▶ TASK OBJECTIVE: Resume the lab diary entry about laundry day, confocal imaging and microfluidic cell chambers, picking up right after its final sentence.

▶ GIVEN PASSAGE:
All six washing machines are filled. Maybe I am earlier than on past Sundays or maybe the place is busier? One of the machines was done, and feeling a little sheepish handling someone else’s clothing, I placed it on top and loaded mine. MBL folk won’t be subject to load rage, right?
Last week I continued to struggle with the confocal microscope, both running it and later off-line looking at the images. I had two sessions. On the first, I got a ton of what I think are going to be useful images. On the second, I failed to produce even one image; clearly, something was amiss, but who knows whether it was some unchecked check-box lost in the wilderness of program windows or an in instrument malfunction. This happened on a Saturday, of course, so there was no one around to ask. During the past week, thanks to Amit’s help, I also made progress on getting my laptop to open and process the confocal images, but not all the way there yet. With any luck this week.
Last week, I succeeded in loading cells into microfluidic chambers for live cell imaging (Figure 1). These chambers are made by a guy at the University of Wyoming called John Oakey. His lab develops methods for making them and as part of his funding he sends them out for people to use. The issue here is being able to image cells for hours and even days. They need oxygen. The classic slide and coverslip arrangement (described earlier) will asphyxiate any aerobic cell (your typical plant or animal type) within an hour or so. The chambers are a way to deliver air but without letting everything dry out.

▶ DATASET EXCERPT:
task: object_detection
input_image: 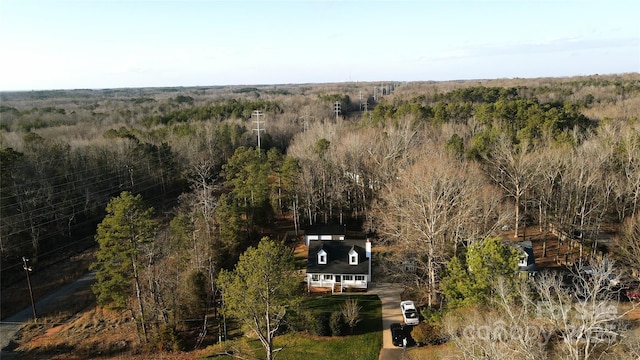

▶ TASK ANSWER:
The chambers are built within a small plastic dish with a 15 mm diameter hole drilled through the bottom and sealed by a coverslip. Cells or anything sitting on the coverslip in the dish can be imaged nicely by using an inverted microscope, where the objective can be oiled to the coverslip. But air does not diffuse well through water so if you simply cover the cells in the dish with a few mL of solution, they soon become oxygen deprived. The fix is provided by a polymer called polydimethylsiloxane (or PDMS for short). PDMS has the consistency of stiff Jell-O but is dry and has large spaces, at the molecular level, thru which air diffuses readily. The chambers place a big slab of PDMS over the coverslip with a cavern hollowed out large enough to accommodate cells but not larger. This keeps the PDMS roof, and its air supply, snugged up to the cells. Of course, water will evaporate through PDMS too, so the slab of PDMS is surrounded by a moat into which a few mL of media sits, serving as a reservoir to keep the cells hydrated and nourished (the solution is not shown in Fig. 1).
Cells are loaded into the cavern through a small hole, drilled through the PDMS slab right at the center of the roof. Over at one edge of the cavern, there is a second tinier hole to serve as a vent.
I found out about Oakey’s chambers from my friend and colleague Magdalena Bezanilla who uses the chambers to culture moss filaments. Oakey sent me chambers two or maybe even three years ago now and a rotation student succeeded in coaxing BY2 cells into them and found that the cells grew well. For my project here, I need to use these chambers to image living cells. That student had left the lab long ago and I never did this thing myself. I got some extremely useful advice from CJ Bascom, a former a student with Bezanilla, who developed protocols for using the chambers to study moss. But withal I was nervous.
I loaded cells using a ‘yellow tip’ on the pipetter and then washed some fresh medium into the cavern to help spread the cells through the cavern, get them away from the central hole. Flushing requires a syringe connected to a few inches of tubing thin enough to connect with that small central hole. The first chamber I tried was kind of a mess. But for the next two, I did the loading operations while I watched through a stereo dissecting microscope, giving my old eyes a boost. To my amazement, there were cells throughout the cavern.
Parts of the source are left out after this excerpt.